EXCERPT »
* Start *

Re: CouchDB / NoSQL Benchmarking

Dave Amies Wed, 04 Nov 2015 06:14:46 -0800

Hi Craig,

Thanks for your comments, would you mind sharing your hardware details and
your benchmark results?



here are my initial thoughts:

* Convert StoreKV to use bulk POST - it is taking 10 mins to write the
initial 200k docs on my system, bulk should knock that down to a few seconds

I had initially thought about doing this, but decided against it because I
am trying to keep the code as generic as possible, so that with minimal
modifications it can be used with other NoSQL databases. I didn't want to
create the perception of giving one NoSQL database an unfair advantage. I
guess what I need to know is do all the other NoSQL databases (or at least
the Key Value Pair Store and Document Store ones) all have this bulk load
functionality via their REST API's?

Note this is also the reason I used the python requests (generic http) library
and not the python couchdb library, even though the python couchdb library
would have been easier.

* End *

REQUIRED WORK »
Answer these questions from the CouchDB benchmarking reply above.
1. What two things does the reply ask Craig to share?
2. According to the quoted suggestion, how long does it take to write the initial 200k docs?
3. Which Python library was used instead of the python couchdb library?

DATA »
* Start *

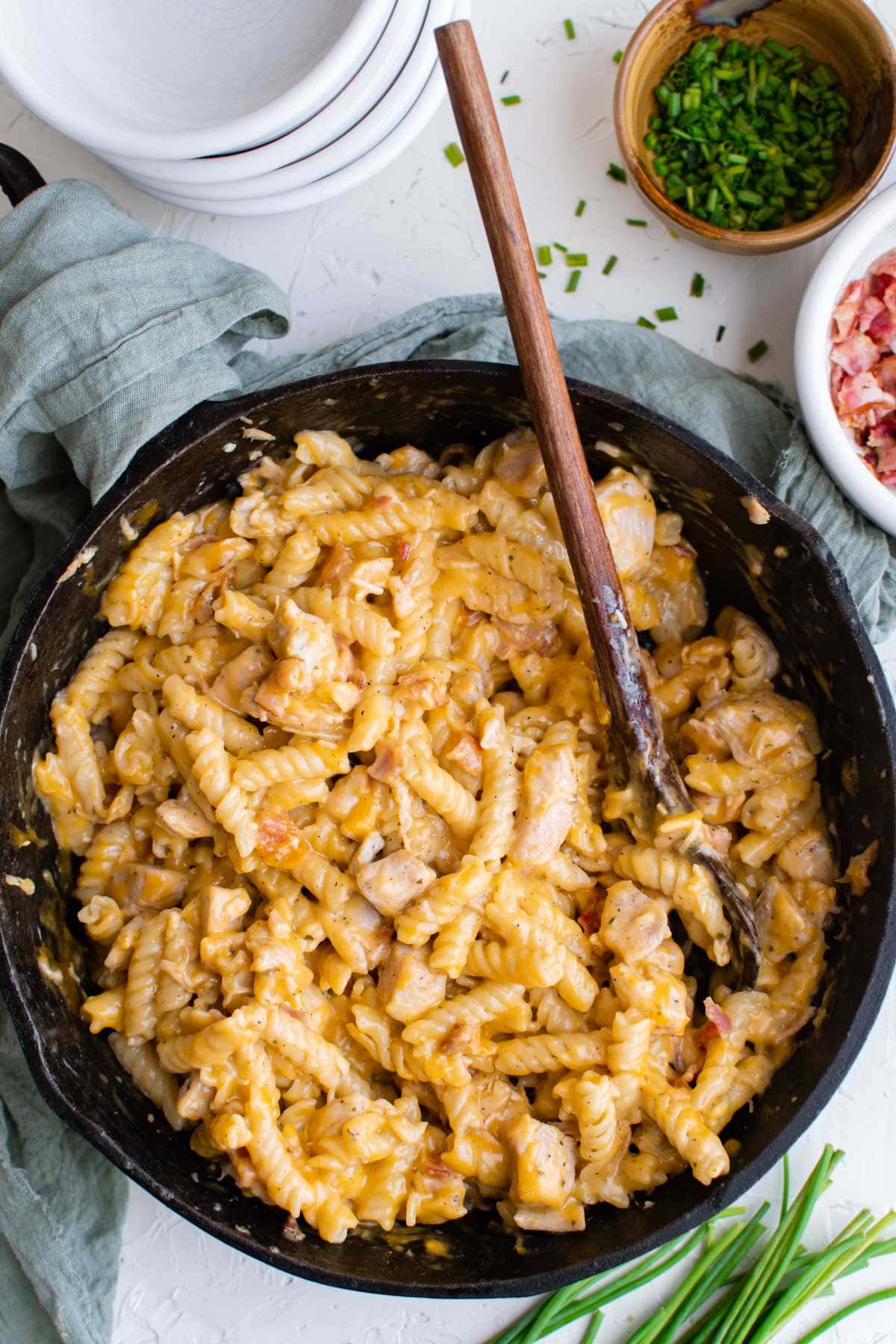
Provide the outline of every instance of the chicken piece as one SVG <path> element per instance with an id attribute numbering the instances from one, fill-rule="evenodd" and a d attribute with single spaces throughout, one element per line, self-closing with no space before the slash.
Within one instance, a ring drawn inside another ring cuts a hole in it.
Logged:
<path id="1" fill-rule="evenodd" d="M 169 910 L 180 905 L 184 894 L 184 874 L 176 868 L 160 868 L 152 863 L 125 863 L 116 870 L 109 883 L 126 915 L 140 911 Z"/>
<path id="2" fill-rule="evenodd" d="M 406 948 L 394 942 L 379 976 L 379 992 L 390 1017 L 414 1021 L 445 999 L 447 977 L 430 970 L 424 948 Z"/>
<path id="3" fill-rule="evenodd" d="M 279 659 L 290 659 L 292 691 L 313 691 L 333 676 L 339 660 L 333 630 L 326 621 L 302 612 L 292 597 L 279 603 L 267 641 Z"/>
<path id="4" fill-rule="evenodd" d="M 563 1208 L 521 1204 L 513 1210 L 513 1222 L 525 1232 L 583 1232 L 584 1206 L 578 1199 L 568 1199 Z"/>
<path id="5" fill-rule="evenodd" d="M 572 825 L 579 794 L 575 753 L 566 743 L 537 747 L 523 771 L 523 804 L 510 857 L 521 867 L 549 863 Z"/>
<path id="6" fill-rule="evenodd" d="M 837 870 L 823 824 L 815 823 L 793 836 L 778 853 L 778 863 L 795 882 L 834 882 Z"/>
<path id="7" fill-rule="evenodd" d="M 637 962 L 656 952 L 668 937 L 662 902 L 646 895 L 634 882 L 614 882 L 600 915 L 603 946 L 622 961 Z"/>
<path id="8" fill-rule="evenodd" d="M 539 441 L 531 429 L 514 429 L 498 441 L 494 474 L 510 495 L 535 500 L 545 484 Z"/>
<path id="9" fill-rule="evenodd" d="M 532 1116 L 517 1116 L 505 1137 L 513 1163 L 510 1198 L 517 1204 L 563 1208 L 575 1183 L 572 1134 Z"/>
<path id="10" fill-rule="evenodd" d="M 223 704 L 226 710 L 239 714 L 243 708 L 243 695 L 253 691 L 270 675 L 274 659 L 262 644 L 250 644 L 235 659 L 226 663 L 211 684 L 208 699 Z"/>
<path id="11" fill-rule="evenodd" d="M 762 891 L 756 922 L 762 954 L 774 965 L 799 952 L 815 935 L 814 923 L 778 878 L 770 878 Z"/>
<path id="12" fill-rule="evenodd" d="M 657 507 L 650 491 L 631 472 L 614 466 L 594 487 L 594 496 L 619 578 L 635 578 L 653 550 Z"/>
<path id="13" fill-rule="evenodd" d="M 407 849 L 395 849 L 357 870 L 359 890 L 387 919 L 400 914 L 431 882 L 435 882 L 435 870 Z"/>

* End *
* Start *

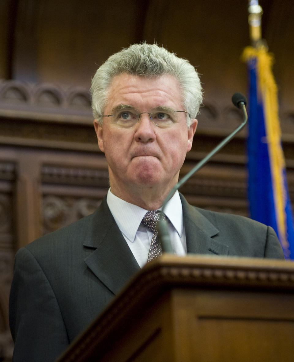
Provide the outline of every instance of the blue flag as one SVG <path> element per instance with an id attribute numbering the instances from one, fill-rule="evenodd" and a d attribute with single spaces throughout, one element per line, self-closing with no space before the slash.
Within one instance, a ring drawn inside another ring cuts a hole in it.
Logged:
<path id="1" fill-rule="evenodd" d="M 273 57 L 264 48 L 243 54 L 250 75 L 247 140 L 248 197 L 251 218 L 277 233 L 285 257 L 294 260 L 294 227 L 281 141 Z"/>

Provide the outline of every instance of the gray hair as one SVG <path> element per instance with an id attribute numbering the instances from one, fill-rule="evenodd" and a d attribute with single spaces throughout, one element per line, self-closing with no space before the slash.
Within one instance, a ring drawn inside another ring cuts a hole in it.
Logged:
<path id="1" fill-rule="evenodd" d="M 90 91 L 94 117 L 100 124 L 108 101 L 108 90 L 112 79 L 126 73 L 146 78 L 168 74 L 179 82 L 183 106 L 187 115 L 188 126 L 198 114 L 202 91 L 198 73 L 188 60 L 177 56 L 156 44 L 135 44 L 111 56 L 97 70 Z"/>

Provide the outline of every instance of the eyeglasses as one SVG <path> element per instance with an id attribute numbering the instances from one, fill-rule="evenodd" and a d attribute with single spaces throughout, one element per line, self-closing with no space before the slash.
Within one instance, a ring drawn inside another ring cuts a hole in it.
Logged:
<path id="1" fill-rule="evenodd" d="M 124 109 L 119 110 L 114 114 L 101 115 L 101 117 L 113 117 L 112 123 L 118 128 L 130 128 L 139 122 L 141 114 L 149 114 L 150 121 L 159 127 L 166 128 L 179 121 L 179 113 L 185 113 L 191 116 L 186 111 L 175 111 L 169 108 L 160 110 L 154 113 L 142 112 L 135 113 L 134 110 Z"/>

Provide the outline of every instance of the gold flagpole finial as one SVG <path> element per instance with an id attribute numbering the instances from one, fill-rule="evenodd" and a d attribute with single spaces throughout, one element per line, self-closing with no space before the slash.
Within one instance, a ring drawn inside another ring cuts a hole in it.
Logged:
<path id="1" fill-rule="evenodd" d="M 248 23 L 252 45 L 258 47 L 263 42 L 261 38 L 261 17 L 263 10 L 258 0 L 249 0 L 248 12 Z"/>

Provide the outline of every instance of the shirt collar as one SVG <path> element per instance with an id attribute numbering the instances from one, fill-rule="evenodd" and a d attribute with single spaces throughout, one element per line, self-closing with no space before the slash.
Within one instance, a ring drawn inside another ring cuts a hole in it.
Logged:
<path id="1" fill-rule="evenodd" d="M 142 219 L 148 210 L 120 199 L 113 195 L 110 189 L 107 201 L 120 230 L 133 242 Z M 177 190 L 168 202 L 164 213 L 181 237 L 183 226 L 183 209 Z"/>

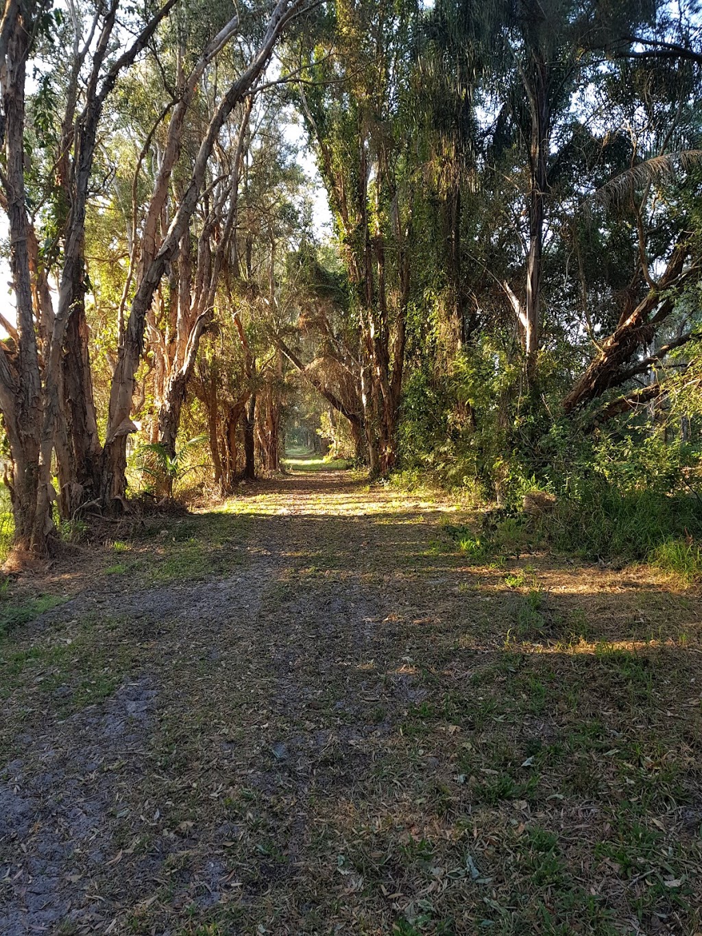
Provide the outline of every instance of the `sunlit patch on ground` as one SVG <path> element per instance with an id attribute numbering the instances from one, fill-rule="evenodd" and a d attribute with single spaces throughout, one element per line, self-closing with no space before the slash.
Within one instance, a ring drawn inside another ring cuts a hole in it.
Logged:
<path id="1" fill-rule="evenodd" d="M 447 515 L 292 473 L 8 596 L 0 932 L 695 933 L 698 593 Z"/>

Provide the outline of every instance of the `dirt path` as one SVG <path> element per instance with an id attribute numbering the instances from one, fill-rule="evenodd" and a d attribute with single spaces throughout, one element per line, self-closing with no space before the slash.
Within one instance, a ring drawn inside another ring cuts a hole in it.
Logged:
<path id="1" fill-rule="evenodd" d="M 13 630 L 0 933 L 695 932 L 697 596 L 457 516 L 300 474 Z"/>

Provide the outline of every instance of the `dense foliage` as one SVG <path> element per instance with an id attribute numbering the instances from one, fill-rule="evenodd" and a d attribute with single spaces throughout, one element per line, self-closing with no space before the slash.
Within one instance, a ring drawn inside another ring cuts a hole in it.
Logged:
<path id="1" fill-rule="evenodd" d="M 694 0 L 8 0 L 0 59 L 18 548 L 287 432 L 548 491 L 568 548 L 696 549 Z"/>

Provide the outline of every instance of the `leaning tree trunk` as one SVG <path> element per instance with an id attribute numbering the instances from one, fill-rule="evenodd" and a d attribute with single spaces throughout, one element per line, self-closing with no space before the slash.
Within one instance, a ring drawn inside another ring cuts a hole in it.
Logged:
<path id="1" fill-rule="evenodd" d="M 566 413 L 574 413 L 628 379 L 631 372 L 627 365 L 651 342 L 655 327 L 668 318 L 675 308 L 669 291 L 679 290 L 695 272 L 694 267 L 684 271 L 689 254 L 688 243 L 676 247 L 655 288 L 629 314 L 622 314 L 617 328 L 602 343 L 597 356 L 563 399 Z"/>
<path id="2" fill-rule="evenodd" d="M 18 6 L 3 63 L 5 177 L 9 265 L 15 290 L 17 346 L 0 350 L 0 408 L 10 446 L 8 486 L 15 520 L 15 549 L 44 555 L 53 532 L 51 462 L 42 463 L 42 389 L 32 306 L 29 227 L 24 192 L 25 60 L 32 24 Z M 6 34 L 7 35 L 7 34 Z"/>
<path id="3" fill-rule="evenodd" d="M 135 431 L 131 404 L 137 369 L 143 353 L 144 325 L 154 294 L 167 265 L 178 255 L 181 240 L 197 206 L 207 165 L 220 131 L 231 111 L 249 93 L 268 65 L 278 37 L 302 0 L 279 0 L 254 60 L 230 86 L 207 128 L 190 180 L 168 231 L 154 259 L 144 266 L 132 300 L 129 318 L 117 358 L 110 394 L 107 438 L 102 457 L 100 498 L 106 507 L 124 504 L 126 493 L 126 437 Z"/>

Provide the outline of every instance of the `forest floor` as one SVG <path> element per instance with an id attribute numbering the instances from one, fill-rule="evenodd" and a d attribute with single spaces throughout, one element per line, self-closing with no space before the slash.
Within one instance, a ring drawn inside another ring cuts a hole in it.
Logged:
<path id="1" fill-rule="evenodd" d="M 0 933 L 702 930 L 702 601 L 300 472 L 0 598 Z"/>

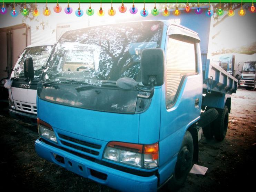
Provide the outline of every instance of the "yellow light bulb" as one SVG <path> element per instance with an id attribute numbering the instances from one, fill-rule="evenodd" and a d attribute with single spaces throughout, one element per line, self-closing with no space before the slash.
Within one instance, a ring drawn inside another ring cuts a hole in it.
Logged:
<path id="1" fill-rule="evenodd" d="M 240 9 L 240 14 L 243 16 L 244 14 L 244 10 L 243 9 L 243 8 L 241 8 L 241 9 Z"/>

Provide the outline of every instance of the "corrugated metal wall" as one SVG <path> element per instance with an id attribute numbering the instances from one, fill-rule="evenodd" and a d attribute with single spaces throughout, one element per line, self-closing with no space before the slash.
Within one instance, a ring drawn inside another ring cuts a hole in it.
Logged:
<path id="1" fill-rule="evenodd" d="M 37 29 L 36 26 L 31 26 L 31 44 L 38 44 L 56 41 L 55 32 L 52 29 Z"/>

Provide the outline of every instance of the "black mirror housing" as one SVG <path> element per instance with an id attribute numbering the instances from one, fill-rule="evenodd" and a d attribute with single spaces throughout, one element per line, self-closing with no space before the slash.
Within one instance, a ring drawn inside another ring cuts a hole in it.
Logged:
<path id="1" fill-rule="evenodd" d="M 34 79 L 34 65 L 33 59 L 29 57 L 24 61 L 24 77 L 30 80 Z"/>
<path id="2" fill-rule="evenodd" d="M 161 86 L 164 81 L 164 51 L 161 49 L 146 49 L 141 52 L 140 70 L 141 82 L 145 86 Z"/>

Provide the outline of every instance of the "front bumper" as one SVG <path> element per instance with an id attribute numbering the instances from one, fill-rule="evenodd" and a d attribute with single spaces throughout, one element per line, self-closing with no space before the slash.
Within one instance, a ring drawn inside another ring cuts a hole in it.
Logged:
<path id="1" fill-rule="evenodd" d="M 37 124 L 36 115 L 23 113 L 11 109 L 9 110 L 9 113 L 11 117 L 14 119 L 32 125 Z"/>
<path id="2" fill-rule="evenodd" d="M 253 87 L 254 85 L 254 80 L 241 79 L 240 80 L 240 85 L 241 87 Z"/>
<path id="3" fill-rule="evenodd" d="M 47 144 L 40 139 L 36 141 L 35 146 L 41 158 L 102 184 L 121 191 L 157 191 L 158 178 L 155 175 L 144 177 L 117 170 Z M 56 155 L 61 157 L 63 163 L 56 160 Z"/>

* End *
* Start *

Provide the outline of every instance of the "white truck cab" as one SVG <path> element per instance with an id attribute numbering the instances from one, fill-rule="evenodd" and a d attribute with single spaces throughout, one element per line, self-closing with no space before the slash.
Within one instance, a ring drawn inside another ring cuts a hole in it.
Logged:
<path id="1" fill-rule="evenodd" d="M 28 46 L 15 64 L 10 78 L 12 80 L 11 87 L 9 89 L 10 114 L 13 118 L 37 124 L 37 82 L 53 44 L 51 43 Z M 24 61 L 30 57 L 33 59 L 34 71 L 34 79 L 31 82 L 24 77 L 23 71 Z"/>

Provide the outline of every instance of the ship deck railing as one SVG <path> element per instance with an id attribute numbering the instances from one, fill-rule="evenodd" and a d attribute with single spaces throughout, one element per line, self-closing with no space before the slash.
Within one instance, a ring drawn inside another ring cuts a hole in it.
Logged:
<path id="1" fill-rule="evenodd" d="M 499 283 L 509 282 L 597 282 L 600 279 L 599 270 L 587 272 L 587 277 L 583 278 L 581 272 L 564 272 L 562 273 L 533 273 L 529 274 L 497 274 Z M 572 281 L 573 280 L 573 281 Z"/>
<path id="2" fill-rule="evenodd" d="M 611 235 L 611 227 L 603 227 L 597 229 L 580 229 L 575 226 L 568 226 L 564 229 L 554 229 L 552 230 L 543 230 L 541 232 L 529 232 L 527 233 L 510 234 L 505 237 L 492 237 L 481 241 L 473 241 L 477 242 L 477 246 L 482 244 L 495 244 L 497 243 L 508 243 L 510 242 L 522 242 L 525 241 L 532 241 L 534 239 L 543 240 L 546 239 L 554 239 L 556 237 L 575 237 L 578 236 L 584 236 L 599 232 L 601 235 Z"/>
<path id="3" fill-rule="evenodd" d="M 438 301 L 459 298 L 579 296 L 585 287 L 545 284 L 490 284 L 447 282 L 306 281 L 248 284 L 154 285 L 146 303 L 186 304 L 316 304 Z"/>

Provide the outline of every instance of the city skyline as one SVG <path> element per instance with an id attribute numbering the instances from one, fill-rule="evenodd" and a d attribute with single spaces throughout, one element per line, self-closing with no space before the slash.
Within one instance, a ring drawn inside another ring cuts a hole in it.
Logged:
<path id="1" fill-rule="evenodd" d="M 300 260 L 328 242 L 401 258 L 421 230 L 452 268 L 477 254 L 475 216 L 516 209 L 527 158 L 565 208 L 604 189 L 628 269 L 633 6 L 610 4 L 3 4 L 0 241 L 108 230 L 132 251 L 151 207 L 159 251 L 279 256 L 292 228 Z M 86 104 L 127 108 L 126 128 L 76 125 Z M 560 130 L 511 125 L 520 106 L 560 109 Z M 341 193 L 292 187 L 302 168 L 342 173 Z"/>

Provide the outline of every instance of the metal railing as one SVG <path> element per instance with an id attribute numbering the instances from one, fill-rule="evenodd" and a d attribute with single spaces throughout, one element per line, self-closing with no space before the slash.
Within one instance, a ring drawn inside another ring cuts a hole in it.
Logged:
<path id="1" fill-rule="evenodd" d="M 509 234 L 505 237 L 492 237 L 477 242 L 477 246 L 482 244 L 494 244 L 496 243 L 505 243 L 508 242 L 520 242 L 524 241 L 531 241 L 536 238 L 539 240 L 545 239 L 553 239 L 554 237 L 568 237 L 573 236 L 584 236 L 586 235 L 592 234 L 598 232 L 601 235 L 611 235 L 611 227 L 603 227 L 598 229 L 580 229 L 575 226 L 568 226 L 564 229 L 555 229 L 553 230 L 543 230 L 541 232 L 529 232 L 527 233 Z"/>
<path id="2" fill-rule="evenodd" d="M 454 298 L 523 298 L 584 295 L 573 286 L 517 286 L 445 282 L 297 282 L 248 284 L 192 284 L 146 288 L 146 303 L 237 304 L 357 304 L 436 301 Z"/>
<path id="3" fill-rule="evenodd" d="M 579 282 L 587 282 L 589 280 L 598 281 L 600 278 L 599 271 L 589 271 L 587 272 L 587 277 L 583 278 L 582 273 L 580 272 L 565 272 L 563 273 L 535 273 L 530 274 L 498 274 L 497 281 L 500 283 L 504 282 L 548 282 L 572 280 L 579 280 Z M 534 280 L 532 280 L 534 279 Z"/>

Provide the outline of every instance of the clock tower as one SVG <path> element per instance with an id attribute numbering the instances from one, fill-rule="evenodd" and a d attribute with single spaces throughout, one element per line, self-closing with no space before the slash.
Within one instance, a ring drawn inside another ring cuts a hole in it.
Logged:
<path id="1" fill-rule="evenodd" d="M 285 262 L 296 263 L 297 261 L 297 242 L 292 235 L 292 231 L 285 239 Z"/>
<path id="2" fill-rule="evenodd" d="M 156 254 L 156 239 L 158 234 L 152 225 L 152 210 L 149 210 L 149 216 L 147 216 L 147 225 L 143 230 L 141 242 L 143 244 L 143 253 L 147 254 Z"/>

* End *

REPLY »
1. His hardware details and his benchmark results.
2. 10 minutes.
3. The python requests (generic http) library.